» **Your instructions**:
What lines in the data hold the string "background"? Show them.

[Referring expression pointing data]
################
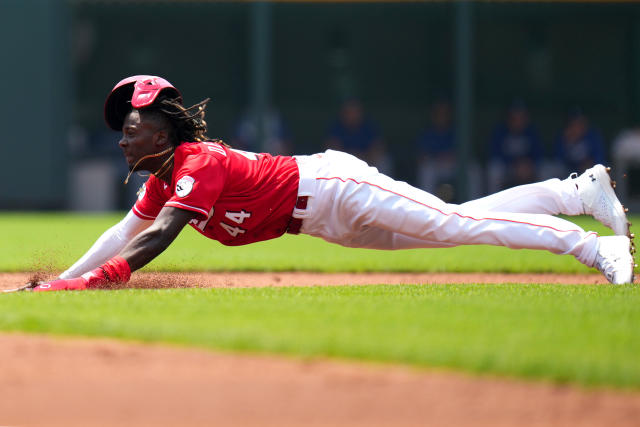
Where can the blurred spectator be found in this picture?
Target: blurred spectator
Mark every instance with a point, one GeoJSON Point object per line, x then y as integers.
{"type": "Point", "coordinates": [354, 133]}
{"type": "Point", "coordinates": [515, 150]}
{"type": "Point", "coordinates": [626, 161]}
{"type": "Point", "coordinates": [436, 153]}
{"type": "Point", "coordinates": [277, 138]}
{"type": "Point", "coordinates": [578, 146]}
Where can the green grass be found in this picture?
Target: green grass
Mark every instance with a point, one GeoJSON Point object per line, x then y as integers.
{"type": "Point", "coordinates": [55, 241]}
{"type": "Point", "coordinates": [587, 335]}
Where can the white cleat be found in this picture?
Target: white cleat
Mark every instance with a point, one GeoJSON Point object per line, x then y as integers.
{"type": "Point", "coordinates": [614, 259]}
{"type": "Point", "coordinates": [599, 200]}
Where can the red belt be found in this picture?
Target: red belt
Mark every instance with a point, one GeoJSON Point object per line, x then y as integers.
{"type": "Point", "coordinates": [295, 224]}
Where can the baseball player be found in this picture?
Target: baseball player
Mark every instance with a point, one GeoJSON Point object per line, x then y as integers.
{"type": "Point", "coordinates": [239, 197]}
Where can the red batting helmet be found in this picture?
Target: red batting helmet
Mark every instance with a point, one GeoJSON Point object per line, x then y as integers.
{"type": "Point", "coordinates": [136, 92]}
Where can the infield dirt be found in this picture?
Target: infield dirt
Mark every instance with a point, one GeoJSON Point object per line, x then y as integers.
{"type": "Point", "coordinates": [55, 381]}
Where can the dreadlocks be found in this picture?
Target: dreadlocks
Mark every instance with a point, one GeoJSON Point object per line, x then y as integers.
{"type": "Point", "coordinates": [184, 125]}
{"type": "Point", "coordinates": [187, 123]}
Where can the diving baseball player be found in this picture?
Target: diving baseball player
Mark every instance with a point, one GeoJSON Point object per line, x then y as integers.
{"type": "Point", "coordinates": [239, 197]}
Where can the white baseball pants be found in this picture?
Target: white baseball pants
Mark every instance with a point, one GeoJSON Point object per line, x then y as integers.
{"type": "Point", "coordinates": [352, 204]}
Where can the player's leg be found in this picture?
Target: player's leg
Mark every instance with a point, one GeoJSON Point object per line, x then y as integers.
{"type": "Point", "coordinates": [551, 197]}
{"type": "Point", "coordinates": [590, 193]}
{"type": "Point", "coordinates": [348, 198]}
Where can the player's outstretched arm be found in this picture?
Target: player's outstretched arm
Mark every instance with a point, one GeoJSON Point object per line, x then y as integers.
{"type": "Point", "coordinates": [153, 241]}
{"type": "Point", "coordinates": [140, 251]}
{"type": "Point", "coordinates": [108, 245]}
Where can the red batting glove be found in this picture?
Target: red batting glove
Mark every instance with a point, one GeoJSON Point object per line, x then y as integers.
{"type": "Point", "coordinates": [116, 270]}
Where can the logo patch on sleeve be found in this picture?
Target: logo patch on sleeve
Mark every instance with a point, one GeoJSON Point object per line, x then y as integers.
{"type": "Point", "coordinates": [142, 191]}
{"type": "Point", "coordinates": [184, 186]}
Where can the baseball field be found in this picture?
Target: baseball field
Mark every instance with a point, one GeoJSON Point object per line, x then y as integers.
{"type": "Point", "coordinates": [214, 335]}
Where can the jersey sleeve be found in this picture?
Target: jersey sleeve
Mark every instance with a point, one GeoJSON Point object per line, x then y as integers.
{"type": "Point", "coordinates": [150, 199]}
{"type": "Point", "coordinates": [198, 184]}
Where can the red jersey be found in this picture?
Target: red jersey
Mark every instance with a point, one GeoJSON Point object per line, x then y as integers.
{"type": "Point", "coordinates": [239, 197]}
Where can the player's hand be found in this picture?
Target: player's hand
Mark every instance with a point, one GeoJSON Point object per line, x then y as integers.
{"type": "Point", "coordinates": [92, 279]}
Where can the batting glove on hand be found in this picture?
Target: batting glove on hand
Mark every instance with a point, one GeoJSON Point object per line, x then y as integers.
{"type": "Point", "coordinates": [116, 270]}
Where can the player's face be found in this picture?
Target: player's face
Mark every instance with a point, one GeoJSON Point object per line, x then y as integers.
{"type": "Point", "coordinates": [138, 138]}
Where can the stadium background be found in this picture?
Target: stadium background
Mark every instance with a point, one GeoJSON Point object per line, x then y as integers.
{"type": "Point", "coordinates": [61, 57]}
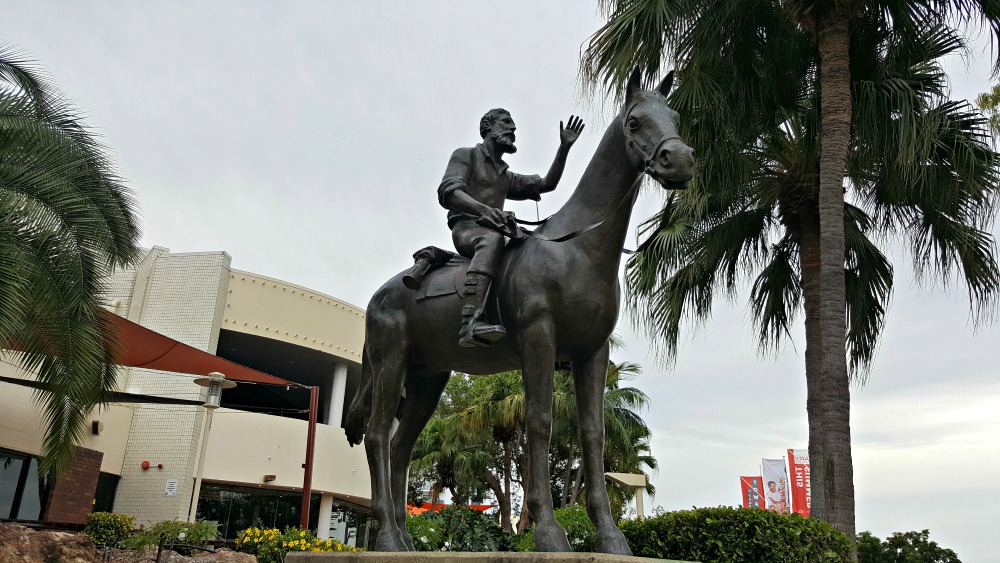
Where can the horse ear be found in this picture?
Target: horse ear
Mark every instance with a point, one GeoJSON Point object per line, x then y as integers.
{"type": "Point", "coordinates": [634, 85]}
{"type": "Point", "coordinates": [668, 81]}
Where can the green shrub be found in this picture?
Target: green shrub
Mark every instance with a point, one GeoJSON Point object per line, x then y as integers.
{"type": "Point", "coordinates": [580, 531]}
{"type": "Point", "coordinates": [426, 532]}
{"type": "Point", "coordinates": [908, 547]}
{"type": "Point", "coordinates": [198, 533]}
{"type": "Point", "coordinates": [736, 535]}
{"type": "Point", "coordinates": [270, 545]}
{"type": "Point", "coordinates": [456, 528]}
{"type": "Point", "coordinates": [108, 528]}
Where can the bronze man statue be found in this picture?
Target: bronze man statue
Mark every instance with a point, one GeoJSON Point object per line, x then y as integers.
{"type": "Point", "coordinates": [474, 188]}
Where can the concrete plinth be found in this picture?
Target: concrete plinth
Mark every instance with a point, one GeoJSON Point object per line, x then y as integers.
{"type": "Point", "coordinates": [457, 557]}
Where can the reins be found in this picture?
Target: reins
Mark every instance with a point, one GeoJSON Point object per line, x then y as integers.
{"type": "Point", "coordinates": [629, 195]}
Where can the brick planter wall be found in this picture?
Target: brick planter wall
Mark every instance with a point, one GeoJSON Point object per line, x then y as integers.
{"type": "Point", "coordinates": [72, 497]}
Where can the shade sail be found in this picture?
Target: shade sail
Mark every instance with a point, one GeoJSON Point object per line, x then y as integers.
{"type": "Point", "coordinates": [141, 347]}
################
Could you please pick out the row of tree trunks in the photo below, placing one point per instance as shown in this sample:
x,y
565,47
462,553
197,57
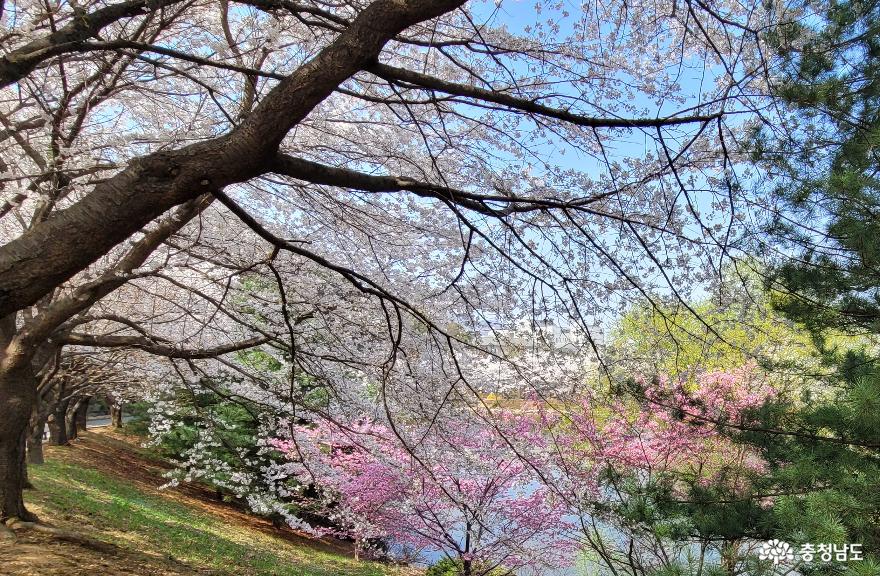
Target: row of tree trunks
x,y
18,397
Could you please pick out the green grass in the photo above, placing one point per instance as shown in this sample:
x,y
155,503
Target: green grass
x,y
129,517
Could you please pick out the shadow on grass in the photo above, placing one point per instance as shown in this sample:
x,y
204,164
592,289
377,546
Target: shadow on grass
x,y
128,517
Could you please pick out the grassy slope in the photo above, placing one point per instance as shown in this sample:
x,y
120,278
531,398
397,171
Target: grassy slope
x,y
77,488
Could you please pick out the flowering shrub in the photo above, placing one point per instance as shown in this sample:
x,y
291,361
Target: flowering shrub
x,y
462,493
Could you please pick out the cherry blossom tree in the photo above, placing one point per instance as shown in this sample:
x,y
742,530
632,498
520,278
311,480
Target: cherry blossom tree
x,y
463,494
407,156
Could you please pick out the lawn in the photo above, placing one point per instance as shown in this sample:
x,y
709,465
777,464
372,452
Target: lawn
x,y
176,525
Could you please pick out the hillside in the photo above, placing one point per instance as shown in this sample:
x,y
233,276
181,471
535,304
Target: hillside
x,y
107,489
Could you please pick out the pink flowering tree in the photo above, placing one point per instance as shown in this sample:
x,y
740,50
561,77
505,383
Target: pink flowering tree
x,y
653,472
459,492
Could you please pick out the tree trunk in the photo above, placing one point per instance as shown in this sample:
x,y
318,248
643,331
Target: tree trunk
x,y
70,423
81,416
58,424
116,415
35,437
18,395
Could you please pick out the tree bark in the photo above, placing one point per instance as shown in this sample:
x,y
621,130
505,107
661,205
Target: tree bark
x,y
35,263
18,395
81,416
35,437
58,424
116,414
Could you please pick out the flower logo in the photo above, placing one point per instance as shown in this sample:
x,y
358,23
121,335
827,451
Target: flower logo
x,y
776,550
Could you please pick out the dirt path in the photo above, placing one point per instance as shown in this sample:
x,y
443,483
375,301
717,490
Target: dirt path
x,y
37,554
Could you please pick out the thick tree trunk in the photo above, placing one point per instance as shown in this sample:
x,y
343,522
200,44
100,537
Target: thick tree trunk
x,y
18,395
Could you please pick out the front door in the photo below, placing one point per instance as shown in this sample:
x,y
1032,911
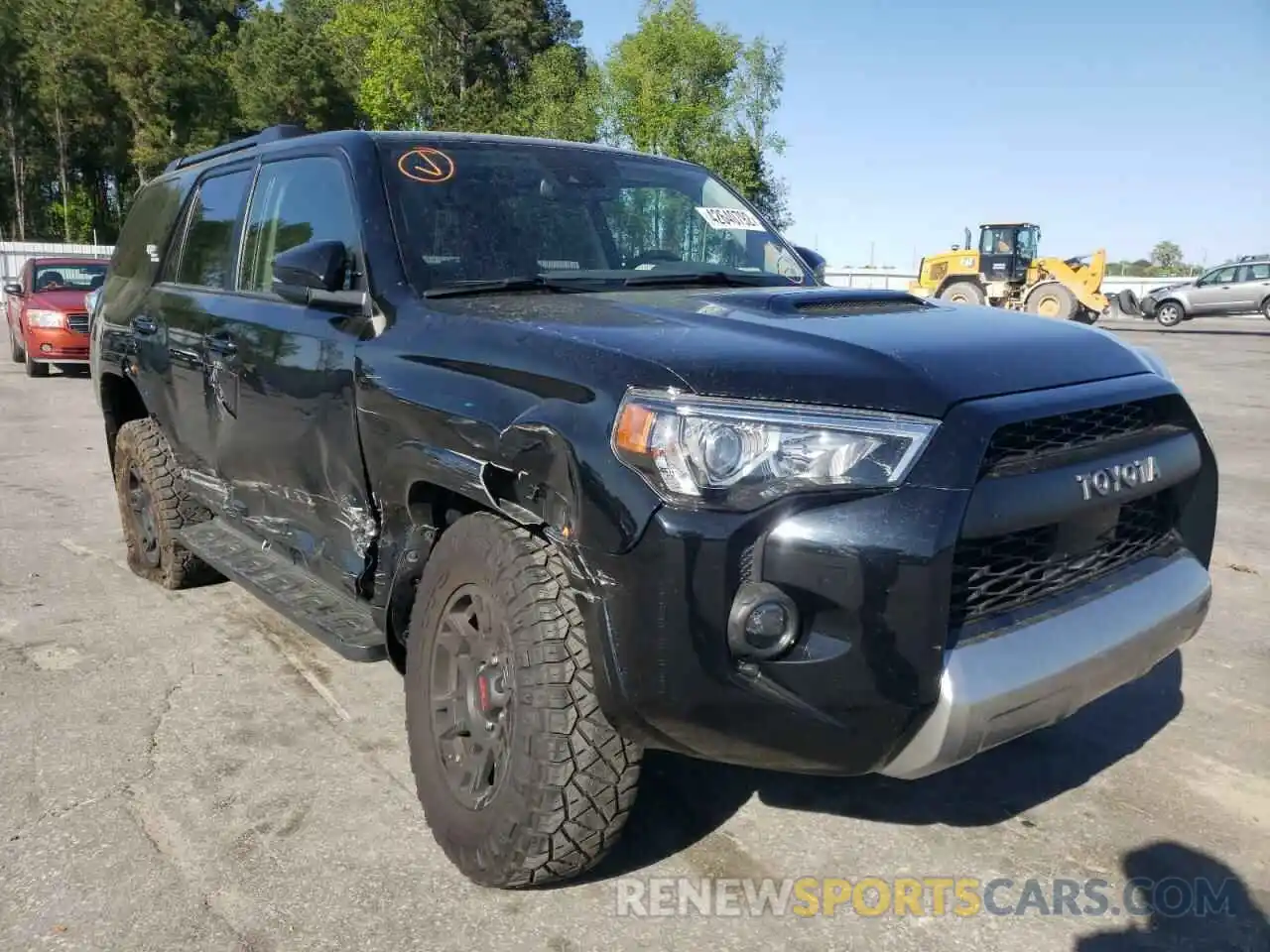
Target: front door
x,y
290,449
################
» **Answer to the exercise**:
Where can the stadium background be found in this picture?
Target: stadium background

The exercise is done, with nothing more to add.